» Problem description
Tally the lines in the material below that hold the string "segment" and report the tally alone.

» Task material
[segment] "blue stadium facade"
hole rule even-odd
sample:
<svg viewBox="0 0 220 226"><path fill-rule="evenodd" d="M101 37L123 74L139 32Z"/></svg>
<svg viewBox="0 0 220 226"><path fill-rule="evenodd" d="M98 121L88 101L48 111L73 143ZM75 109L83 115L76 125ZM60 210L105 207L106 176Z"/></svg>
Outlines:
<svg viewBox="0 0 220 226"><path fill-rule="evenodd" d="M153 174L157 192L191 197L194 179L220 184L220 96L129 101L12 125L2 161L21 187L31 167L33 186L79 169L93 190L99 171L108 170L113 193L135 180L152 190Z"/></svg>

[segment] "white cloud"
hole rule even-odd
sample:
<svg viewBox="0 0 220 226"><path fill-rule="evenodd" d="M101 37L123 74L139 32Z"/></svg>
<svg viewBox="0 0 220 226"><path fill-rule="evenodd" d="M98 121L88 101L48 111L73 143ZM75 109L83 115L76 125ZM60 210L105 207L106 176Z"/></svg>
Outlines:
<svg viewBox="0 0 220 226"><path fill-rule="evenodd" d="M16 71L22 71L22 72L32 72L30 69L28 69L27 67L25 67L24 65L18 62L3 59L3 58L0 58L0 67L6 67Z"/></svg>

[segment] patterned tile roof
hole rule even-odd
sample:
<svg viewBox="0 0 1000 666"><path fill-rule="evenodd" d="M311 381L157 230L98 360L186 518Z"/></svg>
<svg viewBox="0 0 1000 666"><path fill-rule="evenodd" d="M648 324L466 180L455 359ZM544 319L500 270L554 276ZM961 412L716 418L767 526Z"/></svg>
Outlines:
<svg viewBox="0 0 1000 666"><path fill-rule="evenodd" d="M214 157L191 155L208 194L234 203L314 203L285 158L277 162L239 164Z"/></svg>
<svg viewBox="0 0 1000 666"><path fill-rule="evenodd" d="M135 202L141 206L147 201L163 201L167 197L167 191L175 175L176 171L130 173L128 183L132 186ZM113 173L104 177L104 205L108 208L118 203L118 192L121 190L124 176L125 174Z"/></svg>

» Response to the exercise
3